## WHAT IS ASKED
Rewrite every one of the items below, replacing "Pick out" with "Mark" each time it occurs and keeping all other text unchanged.

(Dataset excerpts on object pointing)
######

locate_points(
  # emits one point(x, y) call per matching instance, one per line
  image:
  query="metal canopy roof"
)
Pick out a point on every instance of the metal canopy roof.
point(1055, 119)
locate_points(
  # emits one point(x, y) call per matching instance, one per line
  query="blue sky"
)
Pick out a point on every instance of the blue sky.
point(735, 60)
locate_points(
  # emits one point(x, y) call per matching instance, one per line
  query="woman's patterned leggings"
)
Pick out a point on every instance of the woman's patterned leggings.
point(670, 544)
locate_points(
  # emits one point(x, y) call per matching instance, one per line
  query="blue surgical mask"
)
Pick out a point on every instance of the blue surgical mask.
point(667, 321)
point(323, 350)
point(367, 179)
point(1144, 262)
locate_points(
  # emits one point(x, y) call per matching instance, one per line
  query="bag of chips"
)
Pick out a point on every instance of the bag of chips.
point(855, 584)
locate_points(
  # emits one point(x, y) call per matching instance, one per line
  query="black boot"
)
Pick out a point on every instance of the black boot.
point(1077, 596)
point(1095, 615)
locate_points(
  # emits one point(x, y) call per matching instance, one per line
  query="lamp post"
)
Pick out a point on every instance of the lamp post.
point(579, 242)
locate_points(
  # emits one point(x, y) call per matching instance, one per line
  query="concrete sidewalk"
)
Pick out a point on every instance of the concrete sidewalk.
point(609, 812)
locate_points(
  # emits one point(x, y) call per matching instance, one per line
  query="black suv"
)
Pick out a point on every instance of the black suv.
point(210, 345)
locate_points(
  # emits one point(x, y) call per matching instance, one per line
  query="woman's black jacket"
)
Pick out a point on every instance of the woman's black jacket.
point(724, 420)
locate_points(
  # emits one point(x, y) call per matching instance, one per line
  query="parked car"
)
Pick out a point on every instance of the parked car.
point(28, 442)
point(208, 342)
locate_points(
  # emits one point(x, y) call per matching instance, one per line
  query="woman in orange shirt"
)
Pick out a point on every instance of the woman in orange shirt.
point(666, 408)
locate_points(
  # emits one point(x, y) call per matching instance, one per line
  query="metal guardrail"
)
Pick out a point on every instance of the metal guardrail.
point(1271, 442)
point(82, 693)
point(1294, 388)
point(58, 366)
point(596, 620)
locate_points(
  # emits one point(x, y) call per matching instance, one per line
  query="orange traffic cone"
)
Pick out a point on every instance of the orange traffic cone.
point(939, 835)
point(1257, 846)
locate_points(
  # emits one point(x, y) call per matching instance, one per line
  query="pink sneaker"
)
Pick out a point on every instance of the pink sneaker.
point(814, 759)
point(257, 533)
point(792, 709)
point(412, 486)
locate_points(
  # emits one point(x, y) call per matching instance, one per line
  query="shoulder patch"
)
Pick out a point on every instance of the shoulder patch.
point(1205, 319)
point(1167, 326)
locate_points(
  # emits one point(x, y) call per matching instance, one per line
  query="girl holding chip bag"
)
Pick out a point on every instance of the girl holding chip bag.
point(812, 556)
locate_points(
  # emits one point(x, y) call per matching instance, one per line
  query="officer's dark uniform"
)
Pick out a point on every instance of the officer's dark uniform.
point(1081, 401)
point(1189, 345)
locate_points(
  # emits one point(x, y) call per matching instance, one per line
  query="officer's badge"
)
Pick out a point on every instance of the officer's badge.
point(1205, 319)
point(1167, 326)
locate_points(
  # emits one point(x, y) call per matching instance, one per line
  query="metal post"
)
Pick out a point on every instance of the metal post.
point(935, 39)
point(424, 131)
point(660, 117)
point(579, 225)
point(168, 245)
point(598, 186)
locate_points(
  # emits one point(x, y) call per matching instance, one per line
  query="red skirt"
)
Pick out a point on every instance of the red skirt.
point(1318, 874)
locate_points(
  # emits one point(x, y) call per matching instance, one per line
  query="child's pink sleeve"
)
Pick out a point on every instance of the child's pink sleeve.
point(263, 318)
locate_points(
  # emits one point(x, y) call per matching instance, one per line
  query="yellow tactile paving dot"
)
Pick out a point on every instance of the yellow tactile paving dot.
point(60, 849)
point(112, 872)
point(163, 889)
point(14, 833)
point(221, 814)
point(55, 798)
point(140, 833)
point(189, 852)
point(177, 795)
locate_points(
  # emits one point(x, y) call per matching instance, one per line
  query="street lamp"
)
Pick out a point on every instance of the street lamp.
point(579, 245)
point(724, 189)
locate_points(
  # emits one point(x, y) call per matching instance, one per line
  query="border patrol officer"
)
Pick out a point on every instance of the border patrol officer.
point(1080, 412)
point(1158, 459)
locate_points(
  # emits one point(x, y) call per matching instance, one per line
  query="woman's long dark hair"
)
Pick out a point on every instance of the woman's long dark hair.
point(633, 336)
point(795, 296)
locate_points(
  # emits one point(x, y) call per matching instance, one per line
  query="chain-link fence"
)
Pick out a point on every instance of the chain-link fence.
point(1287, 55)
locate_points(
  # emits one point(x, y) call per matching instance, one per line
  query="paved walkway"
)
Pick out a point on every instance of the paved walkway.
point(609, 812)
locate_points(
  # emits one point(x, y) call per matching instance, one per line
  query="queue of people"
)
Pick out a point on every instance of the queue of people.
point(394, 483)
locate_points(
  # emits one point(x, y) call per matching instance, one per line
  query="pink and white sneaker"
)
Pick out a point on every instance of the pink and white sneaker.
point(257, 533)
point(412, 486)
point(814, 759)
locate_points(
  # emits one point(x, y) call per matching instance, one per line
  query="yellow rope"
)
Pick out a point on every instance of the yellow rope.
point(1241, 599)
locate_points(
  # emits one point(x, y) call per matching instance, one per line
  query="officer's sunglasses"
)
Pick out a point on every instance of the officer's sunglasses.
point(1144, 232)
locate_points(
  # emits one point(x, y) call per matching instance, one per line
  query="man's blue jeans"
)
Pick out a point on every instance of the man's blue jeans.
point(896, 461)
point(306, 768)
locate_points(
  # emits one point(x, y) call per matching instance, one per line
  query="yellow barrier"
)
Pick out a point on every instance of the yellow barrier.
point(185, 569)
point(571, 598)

######

## EXERCISE SOLUTION
locate_points(
  # emits one point(x, y) call per matching instance, one per line
  image:
  query="metal canopy roof"
)
Mark a point on every instance of the metal canopy roof.
point(1055, 119)
locate_points(
  # emits one point(x, y) call per matching instance, one per line
  query="blue sky"
)
Mark a point on every instance of the blue sky.
point(735, 60)
locate_points(
  # emits one point(x, y) call per matching instance, one per line
  query="woman's patterned leggings"
)
Mark a point on every instance of the woman's patterned leggings.
point(670, 544)
locate_points(
  # emits one point(x, y) call per matching instance, one per line
  query="blue surgical mask"
)
Mark a point on every instance of the blue surgical mask.
point(667, 321)
point(323, 350)
point(367, 179)
point(1144, 262)
locate_points(
  # emits one point(x, y) call per matching instance, one per line
  query="bag of chips"
)
Mark a point on every instance of the bag of chips.
point(855, 584)
locate_points(
  # emits one point(x, y) call per matching instance, one per line
  query="black boot"
)
Mark a point on every instance of the black boot.
point(1077, 596)
point(1095, 615)
locate_points(
  # emits one point(x, y) call per matching instance, one per line
  query="lamp post"
)
Mark a point on every instance of the lamp post.
point(579, 242)
locate_points(
  # emits one point(x, y) call per matching instance, one per line
  query="concrete sidewalk"
)
Mark a point on every instance of the concrete sidewalk.
point(609, 812)
locate_points(
  # emits one point(x, y) call per matching instance, one per line
  query="black suv"
)
Mark a point on every instance of the black suv.
point(210, 345)
locate_points(
  # emits one point(x, y) call per matching instance, one per line
  query="woman's black jacket"
)
Mark a point on every instance of the woman's black jacket.
point(724, 420)
locate_points(
  # emits one point(x, y) call per matching instance, one per line
  query="parked car"
)
Mark a point on every instance of the parked car.
point(28, 442)
point(208, 342)
locate_points(
  # emits one point(x, y) call per matching instance, one per line
  query="woman in orange shirt"
)
Mark a point on every instance of the woman in orange shirt.
point(666, 408)
locate_points(
  # emits one point(x, y) call per matching instance, one per line
  query="metal guardrail"
)
Mark a point on every instance of the metal guardrail.
point(1271, 442)
point(82, 693)
point(1294, 388)
point(58, 366)
point(596, 620)
locate_points(
  # emits one point(x, y) call per matching instance, one per line
  query="orange traffic cone"
)
Mark a point on every instance of the orange traffic cone.
point(939, 835)
point(1257, 846)
locate_points(
  # emits one point(x, y) call per matching instance, one per line
  query="pink sneaker"
)
Mark a point on every instance of the pink sneaker.
point(814, 759)
point(257, 533)
point(792, 709)
point(412, 486)
locate_points(
  # emits one point(x, y) call per matching instance, one per line
  query="shoulder patch"
)
Mark a point on every instance of the shoulder patch.
point(1205, 319)
point(1167, 326)
locate_points(
  # emits one point(x, y) call per matching instance, one per line
  query="girl holding chip bag"
)
Mark a point on every instance of the girl holding chip bag.
point(812, 556)
locate_points(
  # emits one point(x, y) call per matching instance, one per line
  query="officer's dark uniform"
)
Mark a point on every instance of the officer's dark uniform.
point(1081, 401)
point(1189, 345)
locate_points(
  # emits one point(x, y) call per matching instance, one per line
  query="officer's badge"
)
Mark a point on every instance of the officer's badge.
point(1205, 319)
point(1167, 326)
locate_points(
  # emits one point(x, y) call per matching instance, one per line
  query="metal post"
)
Mark a point on every instance of the metal post.
point(935, 39)
point(424, 131)
point(660, 117)
point(579, 225)
point(168, 245)
point(598, 186)
locate_points(
  # emits one point(x, y) call per matching instance, one per line
  query="red skirt"
)
Mark a point on every instance of the red skirt.
point(1318, 874)
locate_points(
  # emits one point(x, y) call per matching instance, one per line
  query="child's pink sleeve"
)
Mark a point on every instance of the child's pink sleeve.
point(263, 318)
locate_points(
  # emits one point(x, y) call per matching instance, one per line
  query="yellow tactile paving dot"
)
Mark a point on every instance of the yellow tactile paving dot.
point(60, 849)
point(112, 872)
point(163, 889)
point(14, 833)
point(221, 814)
point(55, 798)
point(140, 833)
point(189, 852)
point(177, 795)
locate_points(
  # emits one point(x, y) call per matching instance, one per line
  query="street lamp"
)
Mark a point on every instance of the street lamp.
point(579, 245)
point(724, 189)
locate_points(
  # emits one point(x, y) call per matching instance, one per line
  query="border patrol officer"
)
Mark a point on every instance of the border patrol officer.
point(1080, 412)
point(1158, 459)
locate_points(
  # emits one point(x, y) call per matching instance, one per line
  query="woman's long dark hair"
)
Mark a point on every instance of the woman's long dark hair.
point(633, 336)
point(795, 296)
locate_points(
  # emits one point(x, y) call per matching instance, one per line
  query="chain-link fence"
)
Mark a point on every instance of the chain-link fence.
point(1287, 55)
locate_points(
  # emits one point(x, y) call per matching instance, one per line
  query="paved walkway"
)
Mark a point on every instance of the paved walkway.
point(609, 812)
locate_points(
  # emits one point(x, y) call per matching instance, one per line
  query="queue of people"
)
Mark a point on every instance of the queue of people.
point(394, 483)
locate_points(
  # emits one point(x, y) call per matching instance, one per line
  query="pink and white sneaker"
)
Mark a point on every instance of the pink and white sneaker.
point(257, 533)
point(412, 486)
point(814, 759)
locate_points(
  # emits one point(x, y) call per matching instance, one per line
  query="yellow rope"
)
Mark a point on every instance of the yellow rope.
point(1241, 599)
locate_points(
  # emits one point(x, y) call per matching instance, one per line
  query="officer's sunglasses"
)
Mark a point on every instance of the officer's sunglasses.
point(1144, 232)
locate_points(
  # emits one point(x, y) call per matching instance, one per line
  query="man's blue jeans"
)
Mark a point on every instance of the man's blue jeans.
point(896, 461)
point(306, 768)
locate_points(
  # emits one point(x, y) call per matching instance, one per line
  query="yellow barrier"
)
Mark a point on every instance of the yellow barrier.
point(185, 569)
point(571, 598)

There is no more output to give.